(Stored data)
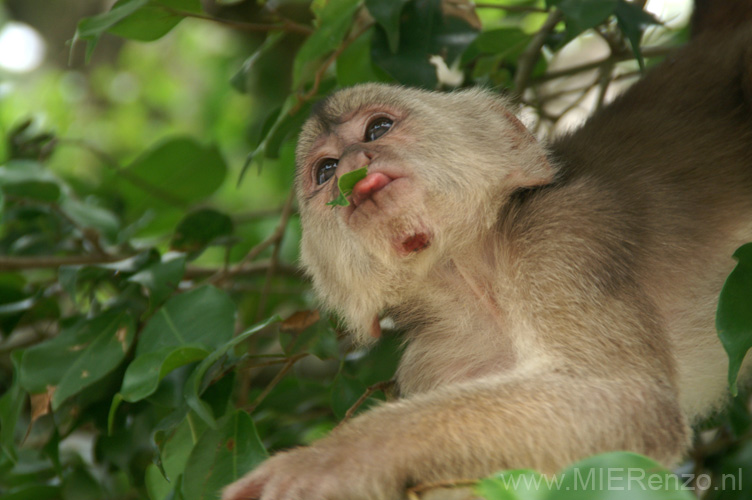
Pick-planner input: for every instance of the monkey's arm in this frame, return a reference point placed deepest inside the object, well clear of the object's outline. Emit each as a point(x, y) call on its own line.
point(537, 420)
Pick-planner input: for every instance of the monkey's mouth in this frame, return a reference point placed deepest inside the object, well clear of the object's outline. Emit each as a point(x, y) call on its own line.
point(368, 186)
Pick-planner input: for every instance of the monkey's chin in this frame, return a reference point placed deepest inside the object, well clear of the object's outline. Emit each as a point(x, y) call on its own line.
point(414, 243)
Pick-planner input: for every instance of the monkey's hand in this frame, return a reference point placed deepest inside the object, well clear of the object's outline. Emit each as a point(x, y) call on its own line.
point(331, 469)
point(469, 430)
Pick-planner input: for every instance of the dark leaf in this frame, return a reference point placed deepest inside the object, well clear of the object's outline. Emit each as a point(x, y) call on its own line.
point(200, 229)
point(221, 456)
point(387, 14)
point(734, 316)
point(633, 21)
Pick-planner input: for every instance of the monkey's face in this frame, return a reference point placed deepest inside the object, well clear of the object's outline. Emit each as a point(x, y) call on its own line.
point(438, 165)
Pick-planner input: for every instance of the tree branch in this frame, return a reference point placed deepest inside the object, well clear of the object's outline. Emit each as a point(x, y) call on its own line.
point(526, 62)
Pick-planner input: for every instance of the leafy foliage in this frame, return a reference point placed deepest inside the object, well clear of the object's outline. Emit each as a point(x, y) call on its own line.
point(140, 280)
point(346, 183)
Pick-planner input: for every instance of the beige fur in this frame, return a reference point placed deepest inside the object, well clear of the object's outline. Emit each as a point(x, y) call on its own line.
point(565, 305)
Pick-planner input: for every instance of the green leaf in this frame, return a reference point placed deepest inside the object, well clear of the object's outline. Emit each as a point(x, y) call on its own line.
point(154, 20)
point(157, 487)
point(33, 190)
point(221, 456)
point(78, 356)
point(79, 484)
point(11, 405)
point(28, 179)
point(346, 183)
point(733, 319)
point(288, 122)
point(580, 15)
point(258, 58)
point(143, 375)
point(506, 43)
point(91, 28)
point(354, 64)
point(197, 382)
point(177, 171)
point(70, 277)
point(387, 14)
point(200, 229)
point(424, 31)
point(319, 339)
point(161, 278)
point(334, 23)
point(346, 390)
point(618, 475)
point(633, 21)
point(35, 492)
point(204, 316)
point(518, 484)
point(175, 449)
point(93, 216)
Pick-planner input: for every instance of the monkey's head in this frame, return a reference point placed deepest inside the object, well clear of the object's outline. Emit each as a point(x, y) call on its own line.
point(440, 166)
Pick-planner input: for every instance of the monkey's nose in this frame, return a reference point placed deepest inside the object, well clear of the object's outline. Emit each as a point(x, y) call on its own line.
point(366, 187)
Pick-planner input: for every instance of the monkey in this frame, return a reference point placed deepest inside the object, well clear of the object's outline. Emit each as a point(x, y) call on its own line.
point(558, 300)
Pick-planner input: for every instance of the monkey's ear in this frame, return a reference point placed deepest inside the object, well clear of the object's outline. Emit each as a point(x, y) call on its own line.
point(532, 165)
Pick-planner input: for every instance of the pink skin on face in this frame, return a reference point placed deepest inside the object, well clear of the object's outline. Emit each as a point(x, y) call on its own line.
point(366, 187)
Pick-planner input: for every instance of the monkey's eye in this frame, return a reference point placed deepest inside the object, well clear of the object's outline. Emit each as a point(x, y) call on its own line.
point(325, 170)
point(377, 128)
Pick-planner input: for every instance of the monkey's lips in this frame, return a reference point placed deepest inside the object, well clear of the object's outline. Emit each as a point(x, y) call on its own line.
point(370, 184)
point(413, 240)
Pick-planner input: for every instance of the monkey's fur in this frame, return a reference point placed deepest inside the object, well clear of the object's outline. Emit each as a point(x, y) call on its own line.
point(563, 302)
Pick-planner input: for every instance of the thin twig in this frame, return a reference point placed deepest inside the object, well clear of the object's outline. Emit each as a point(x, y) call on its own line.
point(258, 249)
point(414, 491)
point(280, 232)
point(287, 25)
point(509, 8)
point(276, 380)
point(605, 81)
point(52, 262)
point(383, 386)
point(125, 174)
point(646, 52)
point(528, 59)
point(319, 75)
point(250, 269)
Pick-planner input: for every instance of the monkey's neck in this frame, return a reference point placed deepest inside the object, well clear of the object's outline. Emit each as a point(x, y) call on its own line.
point(459, 331)
point(481, 291)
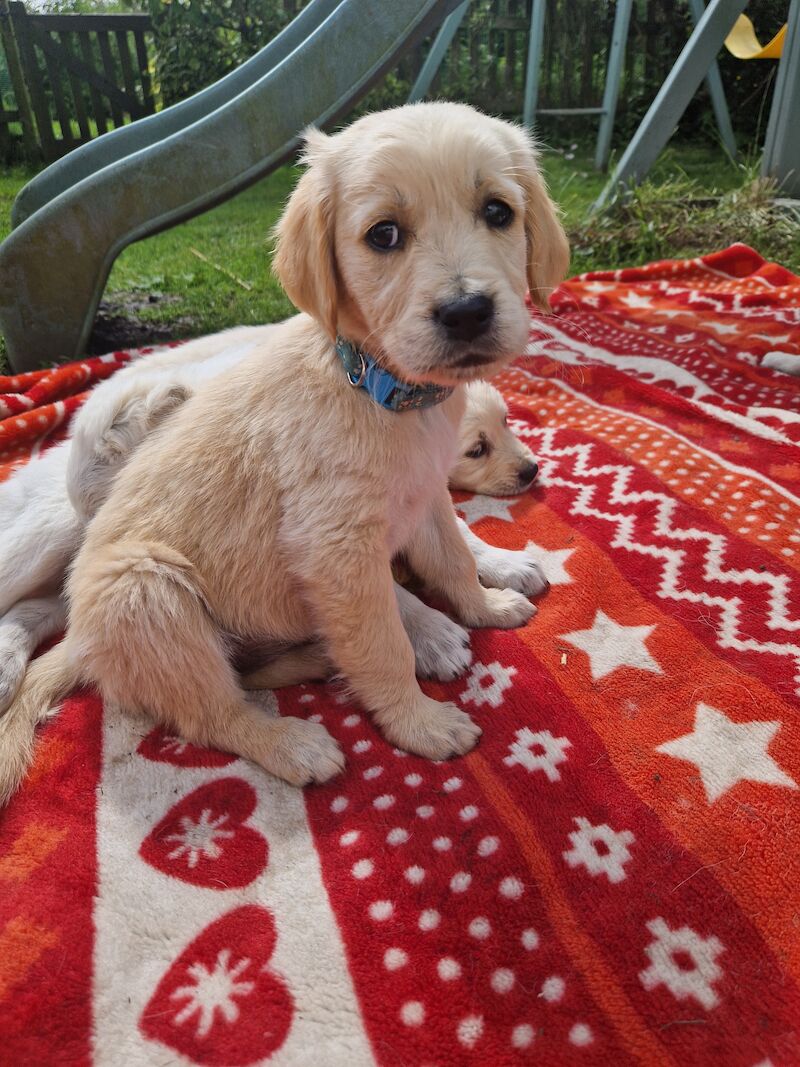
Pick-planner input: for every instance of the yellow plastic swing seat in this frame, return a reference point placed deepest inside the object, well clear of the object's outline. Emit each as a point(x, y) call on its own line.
point(742, 43)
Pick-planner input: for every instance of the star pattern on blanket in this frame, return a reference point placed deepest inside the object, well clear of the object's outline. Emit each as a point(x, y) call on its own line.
point(609, 645)
point(602, 876)
point(728, 752)
point(486, 507)
point(552, 561)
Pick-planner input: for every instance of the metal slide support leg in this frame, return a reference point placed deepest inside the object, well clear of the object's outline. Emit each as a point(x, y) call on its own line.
point(536, 41)
point(613, 77)
point(782, 145)
point(436, 54)
point(714, 81)
point(673, 97)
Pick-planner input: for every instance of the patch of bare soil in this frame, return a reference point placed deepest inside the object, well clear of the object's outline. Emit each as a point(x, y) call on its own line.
point(125, 320)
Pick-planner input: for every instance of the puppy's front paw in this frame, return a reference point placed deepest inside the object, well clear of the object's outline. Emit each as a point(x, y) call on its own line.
point(441, 646)
point(302, 752)
point(433, 730)
point(504, 608)
point(502, 569)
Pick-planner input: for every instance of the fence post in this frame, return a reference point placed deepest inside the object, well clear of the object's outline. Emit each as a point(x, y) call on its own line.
point(20, 92)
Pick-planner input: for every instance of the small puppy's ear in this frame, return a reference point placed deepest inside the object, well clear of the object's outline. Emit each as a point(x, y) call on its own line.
point(548, 250)
point(304, 260)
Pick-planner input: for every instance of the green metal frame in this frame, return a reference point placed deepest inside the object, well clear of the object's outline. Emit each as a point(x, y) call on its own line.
point(437, 52)
point(54, 265)
point(536, 42)
point(114, 146)
point(782, 148)
point(782, 143)
point(607, 111)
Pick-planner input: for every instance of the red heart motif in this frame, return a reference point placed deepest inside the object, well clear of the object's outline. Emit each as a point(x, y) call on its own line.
point(219, 1003)
point(162, 747)
point(203, 839)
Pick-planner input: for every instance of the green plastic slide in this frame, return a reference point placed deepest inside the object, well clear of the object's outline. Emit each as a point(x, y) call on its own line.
point(75, 218)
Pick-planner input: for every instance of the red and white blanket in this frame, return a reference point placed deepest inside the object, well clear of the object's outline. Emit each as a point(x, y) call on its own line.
point(610, 877)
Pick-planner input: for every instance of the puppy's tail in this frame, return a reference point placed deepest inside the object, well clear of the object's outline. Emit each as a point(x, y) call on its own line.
point(48, 680)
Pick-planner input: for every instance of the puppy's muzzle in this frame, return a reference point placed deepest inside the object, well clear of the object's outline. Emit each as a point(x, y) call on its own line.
point(466, 318)
point(527, 474)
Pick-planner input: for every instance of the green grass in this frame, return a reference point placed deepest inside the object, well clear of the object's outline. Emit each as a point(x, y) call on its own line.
point(696, 201)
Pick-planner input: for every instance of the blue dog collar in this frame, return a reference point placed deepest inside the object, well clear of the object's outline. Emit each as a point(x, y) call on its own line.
point(385, 389)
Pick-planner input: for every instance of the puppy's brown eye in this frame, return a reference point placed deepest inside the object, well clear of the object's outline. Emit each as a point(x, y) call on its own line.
point(384, 236)
point(498, 215)
point(480, 449)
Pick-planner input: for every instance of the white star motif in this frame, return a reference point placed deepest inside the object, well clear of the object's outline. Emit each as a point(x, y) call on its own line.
point(610, 645)
point(486, 507)
point(666, 970)
point(608, 859)
point(212, 991)
point(486, 684)
point(538, 751)
point(726, 752)
point(634, 300)
point(200, 839)
point(552, 562)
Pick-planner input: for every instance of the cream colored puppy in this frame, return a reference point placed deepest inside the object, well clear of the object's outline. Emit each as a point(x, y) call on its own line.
point(412, 236)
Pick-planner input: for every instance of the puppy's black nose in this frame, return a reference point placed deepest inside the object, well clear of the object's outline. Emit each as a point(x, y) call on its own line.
point(467, 317)
point(527, 474)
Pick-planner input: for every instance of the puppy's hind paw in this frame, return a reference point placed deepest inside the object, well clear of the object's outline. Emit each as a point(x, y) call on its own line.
point(434, 730)
point(504, 608)
point(303, 752)
point(441, 647)
point(502, 569)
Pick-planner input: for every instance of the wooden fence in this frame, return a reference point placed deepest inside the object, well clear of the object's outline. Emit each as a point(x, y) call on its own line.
point(486, 61)
point(73, 77)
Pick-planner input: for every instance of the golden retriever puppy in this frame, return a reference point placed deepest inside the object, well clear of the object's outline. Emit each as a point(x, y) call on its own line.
point(491, 459)
point(409, 243)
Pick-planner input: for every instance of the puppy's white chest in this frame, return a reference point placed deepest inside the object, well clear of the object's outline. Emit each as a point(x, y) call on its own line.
point(419, 474)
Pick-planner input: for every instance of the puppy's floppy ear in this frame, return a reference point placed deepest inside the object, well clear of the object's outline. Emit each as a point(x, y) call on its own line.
point(548, 250)
point(305, 260)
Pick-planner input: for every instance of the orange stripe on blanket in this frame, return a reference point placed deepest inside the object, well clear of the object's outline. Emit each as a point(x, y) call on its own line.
point(21, 944)
point(600, 978)
point(735, 823)
point(51, 752)
point(29, 850)
point(748, 506)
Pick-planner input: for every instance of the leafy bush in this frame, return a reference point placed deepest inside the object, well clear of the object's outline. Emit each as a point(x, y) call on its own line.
point(200, 41)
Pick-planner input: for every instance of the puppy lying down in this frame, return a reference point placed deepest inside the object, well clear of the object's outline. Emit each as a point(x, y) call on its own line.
point(409, 243)
point(46, 505)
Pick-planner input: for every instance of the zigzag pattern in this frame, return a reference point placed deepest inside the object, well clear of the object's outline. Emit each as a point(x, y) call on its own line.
point(677, 567)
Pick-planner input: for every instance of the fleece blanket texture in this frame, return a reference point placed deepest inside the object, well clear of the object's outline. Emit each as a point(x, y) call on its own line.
point(610, 877)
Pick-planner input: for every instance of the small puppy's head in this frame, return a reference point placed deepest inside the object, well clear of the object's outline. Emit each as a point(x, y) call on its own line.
point(415, 233)
point(491, 459)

## Instructions to follow
Output the lines between the one containing "Pick-planner input: for every instance of the monkey's face" and the one containing "point(565, 305)", inclusive, as a numbered list with any blank lines omitted.

## Output below
1. Pick-planner input: for every instance of the monkey's face in this frame, return a reference point placed deepest inside the object, well clear of the object's outline. Emit each as a point(x, y) call on its own line.
2. point(438, 165)
3. Pick-planner input: for every instance of the tree branch in this frame, return a reference point placed deepest inside the object, well clear of the object's outline. Emit each as a point(x, y) call on its own line.
4. point(526, 62)
5. Pick-planner input: for every instance of the leafy foliage in this frame, return a reference point placed deepest inside the object, well clear of the object's outline. Emit each as a point(x, y) call on its own line.
6. point(140, 280)
7. point(346, 183)
8. Pick-planner input: for every instance of the beige fur in this frame, return a reference point placed deepest inside the object, well clear of the object's outline. Emit each as a point(x, y) call on its own line.
9. point(565, 305)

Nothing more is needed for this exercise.